Stored data:
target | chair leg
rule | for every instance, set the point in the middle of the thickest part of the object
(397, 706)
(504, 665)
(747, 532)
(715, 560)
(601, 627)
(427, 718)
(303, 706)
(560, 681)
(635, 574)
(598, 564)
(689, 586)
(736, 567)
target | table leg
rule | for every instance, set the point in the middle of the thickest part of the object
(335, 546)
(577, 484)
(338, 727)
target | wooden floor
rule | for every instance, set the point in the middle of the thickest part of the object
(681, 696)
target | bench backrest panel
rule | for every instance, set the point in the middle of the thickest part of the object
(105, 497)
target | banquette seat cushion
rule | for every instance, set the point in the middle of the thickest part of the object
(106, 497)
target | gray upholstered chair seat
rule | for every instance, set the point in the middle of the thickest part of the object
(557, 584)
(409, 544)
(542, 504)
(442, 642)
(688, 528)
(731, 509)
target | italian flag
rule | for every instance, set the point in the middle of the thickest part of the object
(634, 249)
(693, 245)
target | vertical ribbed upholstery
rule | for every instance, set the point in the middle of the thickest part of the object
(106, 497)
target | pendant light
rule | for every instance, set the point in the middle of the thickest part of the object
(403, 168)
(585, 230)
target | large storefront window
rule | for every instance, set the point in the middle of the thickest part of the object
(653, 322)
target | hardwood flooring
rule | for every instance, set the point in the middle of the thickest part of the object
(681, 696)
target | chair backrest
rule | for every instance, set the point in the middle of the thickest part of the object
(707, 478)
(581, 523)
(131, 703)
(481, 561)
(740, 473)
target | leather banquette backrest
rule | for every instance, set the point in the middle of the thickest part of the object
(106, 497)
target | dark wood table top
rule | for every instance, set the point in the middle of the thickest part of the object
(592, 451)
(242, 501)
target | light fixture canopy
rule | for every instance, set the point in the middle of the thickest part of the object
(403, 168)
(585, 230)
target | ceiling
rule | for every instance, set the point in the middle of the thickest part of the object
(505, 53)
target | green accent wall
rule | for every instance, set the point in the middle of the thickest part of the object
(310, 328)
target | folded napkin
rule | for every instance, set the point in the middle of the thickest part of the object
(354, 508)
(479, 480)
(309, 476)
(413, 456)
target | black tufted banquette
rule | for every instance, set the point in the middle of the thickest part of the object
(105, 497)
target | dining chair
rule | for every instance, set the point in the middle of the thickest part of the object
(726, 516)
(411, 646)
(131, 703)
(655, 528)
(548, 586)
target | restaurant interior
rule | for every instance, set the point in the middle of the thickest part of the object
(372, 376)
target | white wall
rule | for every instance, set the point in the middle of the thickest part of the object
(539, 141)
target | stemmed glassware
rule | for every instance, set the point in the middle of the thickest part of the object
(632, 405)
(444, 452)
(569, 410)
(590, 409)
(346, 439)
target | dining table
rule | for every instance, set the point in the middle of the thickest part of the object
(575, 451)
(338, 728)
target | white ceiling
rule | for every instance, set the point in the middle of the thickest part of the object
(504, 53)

==

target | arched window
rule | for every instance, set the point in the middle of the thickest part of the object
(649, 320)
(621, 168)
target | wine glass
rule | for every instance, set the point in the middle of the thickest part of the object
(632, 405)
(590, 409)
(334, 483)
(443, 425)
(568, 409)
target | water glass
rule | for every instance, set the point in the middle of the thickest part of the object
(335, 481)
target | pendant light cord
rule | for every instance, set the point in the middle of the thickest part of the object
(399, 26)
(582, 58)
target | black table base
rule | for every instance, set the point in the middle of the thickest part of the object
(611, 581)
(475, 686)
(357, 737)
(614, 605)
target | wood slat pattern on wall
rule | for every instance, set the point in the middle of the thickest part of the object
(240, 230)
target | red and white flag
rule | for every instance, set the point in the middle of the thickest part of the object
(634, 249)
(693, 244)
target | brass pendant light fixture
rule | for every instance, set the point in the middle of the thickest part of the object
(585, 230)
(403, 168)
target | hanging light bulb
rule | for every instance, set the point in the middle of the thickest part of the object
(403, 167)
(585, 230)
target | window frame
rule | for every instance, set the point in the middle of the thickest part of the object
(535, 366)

## Given task
Locate every line in the data above that contains the word "dining" and copy each one out. Match case exactly.

## Correct response
target | dining chair
target | dining table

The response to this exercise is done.